[RECORD SET Boundary: Start]

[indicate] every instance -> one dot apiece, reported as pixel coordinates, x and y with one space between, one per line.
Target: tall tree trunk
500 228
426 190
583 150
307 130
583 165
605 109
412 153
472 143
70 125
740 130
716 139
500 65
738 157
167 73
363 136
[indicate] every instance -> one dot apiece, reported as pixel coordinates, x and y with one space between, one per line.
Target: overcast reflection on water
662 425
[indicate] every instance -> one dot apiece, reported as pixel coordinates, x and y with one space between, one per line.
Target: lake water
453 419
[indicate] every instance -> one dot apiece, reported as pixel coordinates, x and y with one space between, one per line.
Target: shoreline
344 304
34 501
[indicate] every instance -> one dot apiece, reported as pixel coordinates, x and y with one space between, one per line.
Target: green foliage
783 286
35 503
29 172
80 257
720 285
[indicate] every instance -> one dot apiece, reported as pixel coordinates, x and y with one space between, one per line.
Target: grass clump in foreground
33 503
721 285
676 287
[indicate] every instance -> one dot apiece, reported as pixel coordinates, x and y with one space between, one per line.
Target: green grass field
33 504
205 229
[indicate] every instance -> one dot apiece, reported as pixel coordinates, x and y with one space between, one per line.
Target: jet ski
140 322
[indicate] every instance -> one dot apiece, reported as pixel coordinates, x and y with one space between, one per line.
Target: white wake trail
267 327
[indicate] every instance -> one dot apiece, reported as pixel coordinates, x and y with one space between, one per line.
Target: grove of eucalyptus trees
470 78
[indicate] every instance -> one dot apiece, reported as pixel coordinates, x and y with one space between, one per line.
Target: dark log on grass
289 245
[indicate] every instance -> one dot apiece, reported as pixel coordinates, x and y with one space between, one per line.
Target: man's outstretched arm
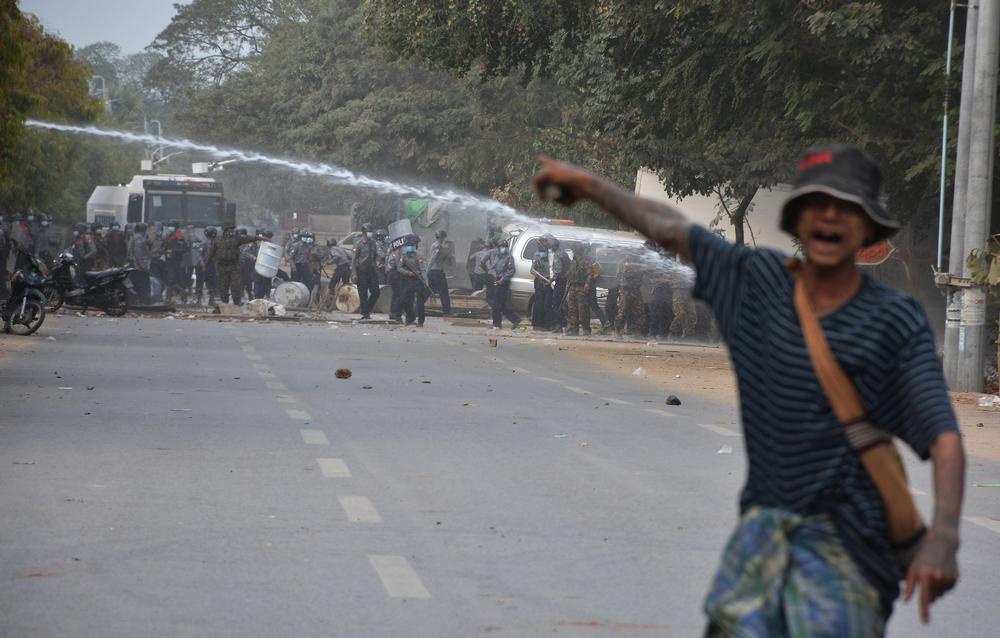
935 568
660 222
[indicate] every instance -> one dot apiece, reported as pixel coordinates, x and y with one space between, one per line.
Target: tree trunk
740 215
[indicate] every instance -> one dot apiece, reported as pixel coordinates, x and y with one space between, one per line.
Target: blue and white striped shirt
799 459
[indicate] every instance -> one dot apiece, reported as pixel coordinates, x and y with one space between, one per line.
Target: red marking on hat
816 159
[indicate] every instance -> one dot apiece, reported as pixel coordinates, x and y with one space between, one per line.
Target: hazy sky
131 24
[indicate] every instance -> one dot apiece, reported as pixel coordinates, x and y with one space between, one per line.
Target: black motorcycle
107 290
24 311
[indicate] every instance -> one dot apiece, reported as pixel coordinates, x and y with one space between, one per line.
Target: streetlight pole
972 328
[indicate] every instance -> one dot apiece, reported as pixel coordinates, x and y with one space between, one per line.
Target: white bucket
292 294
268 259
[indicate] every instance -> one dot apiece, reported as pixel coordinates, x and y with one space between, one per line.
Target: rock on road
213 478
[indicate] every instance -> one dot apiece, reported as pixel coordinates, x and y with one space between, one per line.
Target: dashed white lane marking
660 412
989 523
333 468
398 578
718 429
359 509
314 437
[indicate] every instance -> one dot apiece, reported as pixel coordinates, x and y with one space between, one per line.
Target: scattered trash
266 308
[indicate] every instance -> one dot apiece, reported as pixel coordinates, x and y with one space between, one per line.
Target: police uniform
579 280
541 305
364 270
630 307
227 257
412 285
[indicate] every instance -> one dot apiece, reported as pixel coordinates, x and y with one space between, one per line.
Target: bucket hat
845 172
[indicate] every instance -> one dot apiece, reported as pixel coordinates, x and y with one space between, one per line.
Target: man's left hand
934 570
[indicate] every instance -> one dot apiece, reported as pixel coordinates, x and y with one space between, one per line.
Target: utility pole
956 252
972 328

[RECORD SET Boundary: End]

◆ **THE PROBLEM**:
Repeat the entries exactly, pictures left out.

◆ **RESULT**:
[indicate] every instance -> one dot apiece, reported as pixel coordinates, x and y with one space between, one per line.
Target: tall tree trunk
500 228
426 190
583 150
307 130
583 165
605 109
412 153
472 143
70 125
740 130
716 139
500 65
738 157
167 73
363 136
[indicate] every instance -> one dot apiece, reported as pixel coordinates, x and y with one space between, one per line.
Target: overcast reflection on water
662 425
[indicate] every instance -> one dot apiece, reported as pixel coordinates, x and y with one space between, one per line.
Target: lake water
453 419
[indicate] every instance -> one dot apiece, reported as pixel coordinates, x and y with one space between, one per line.
Target: shoreline
344 304
34 501
[indicate] every instance -> one dot apiece, reported as pixel coordinates, x and y with one space between, one per line.
Target: green foliage
783 286
35 503
29 172
80 257
720 285
[indicate] every instance -> one dot apiece, reported as pixel coordinates, x and y with one space between, one per line.
Target: grass clump in foreground
33 503
721 285
676 287
[indicate] every instance -> one dot apiece, reported as pixel coordinates, x and y with one space between, one per line.
Target: green grass field
33 504
205 229
[indicate] every instance -> one dot apiece, reported as pixel coordinates, x and y with one space between, one per line.
Target: jet ski
140 322
[indicate] every instance -> one dot apiece, reported as pixel coordinates, x and y with one space between, one per line.
Target: white wake trail
267 327
[indicate] every instance -> one dot apiece, reported as pixel coordinates, x and y with one space between, one per line.
Target: grove of eucalyptus trees
470 78
[indicate] every instance -> one dot apiece, reported as pixel coordinates, x and y with one space between, one per line.
Target: dark log on grass
289 245
[indicate] every instance -> one dot apiece, reported as pixel coordinates, x and y with one space between, one per line.
Target: man's outstretched arm
935 568
660 222
[indicate] every instance -> one dot apiece, reported as pixel coordinates, x and y with one space between, one per line.
Target: tree trunk
740 215
[indicate] every instance -> one dot apiece, reported as pixel coordinates, x and y with one space between, one per line.
Target: blue and white striped shirt
799 459
[indicate] every instance -> one dot apiece, reported as pixel coordinates, x and y with one space between, one per line.
Target: red marking on hat
816 159
[indicate] every instance -> one dot apiece, reported as pixel coordinates, x and y with one space between, one per line.
Target: hazy sky
131 24
[indicate] every instance -> one dot apiece, reported as pixel coordinates, x and y with one space between, one per line.
Target: black motorcycle
107 290
24 311
[indicate] every instance -> one dot apiece, reported as pixel coordinates, x and y with one space between, one per line.
Target: streetlight pole
972 328
[indicate] every instance -> one dot apiece, reported as pixel coordinates, x and y with one space between, one per line.
Target: white bucket
292 294
268 259
[indicate] every instance -> one dot apiece, reported as pixel coordinates, x and y with one space between, one per line.
Target: rock on road
213 478
[indicate] every instance -> one dot apiece, reported as pixel coordinates, x and y with one space between, one per line.
Target: dashed white lane marking
660 412
989 523
333 468
398 578
718 429
359 509
314 437
[indicate] every instance -> one dot apiece, reported as pixel coordinates, x and y with one space between, one per line.
Target: scattered trash
266 308
[indicate] every instance -> one dot apiece, reported as pixel coordinates, x and y with one space between, one per line.
Target: police uniform
579 280
541 305
364 270
630 307
227 257
412 285
[indicate] every instance -> one dot apiece, reported as pixel coordinates, x and y with one space between, one per line.
Target: bucket hat
845 172
[indicate] every instance -> one dot apiece, reported as pixel coordinates, x and y with one space between, one per line.
Target: man's left hand
934 570
[indicate] every instance -> one dot apiece, reported as pixel coordinates, x and y with one space between, one per line.
Target: utility pole
956 252
972 328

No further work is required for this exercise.